» **Requirement**:
In the student newspaper post below, list every academic field it names as one the university is known for or draws students with.

» **Selected excerpt**:

Wednesday, May 23, 2012

Student newspaper memories

It's fitting that I'm writing this on a Wednesday night (and Thursday morning). Seven years ago, I spent many Wednesday evenings with a dozen or so college kids in the basement of a university building.

Today, I had a wonderful chat with a friend who was one of those students I met when I was the adviser to The Observer, Case Western Reserve University's student newspaper. We reminisced about those Wednesday production nights where we ate pizza from Cleveland's Little Italy neighborhood and the students put together the weekly campus newspaper.

Serving as an adviser to The Observer was among the most rewarding experiences in my career and led me to write about it for the CWRU alumni magazine. I went to work at CWRU, my undergraduate alma mater, 10 years after I earned an English degree there. It was exciting being on campus again and I loved my job. The university used to be known mainly for science and engineering, but now attracts students from all over the world for its arts, humanities and social science programs as well. When I was a student there, there weren't any any journalism classes. Today, the English department offers classes taught by faculty including Pulitzer-Prize winning journalist Jim Sheeler and bestselling novelist (and former journalist) Thrity Umrigar.

» **Extracted records**:

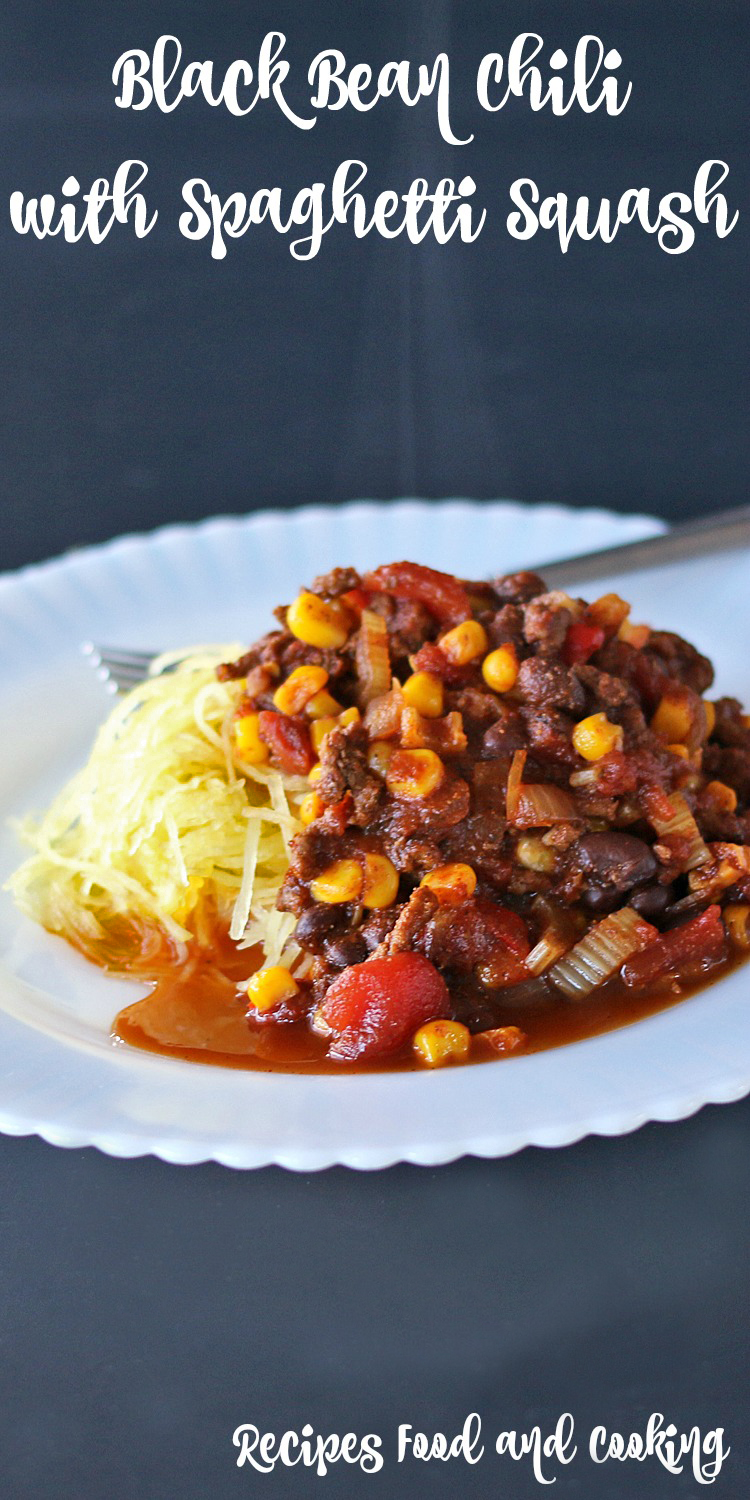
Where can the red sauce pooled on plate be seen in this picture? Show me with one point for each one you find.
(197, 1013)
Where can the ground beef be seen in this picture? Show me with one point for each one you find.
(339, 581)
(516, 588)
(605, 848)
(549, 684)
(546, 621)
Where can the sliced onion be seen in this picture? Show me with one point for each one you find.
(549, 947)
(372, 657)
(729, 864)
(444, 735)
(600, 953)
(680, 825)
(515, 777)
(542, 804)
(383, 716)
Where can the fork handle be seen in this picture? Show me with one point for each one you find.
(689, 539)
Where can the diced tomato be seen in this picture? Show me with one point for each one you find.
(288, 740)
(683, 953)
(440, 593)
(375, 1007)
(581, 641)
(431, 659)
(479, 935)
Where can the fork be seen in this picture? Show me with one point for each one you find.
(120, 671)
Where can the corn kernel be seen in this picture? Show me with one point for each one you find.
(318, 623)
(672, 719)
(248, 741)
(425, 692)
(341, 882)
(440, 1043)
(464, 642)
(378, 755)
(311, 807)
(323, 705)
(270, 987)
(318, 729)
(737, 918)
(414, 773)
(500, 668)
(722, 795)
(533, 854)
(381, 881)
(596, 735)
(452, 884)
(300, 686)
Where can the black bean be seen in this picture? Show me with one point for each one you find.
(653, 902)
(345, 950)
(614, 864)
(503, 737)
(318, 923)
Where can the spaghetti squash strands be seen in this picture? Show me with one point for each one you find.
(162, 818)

» **Solution to this problem**:
Science, engineering, arts, humanities, social science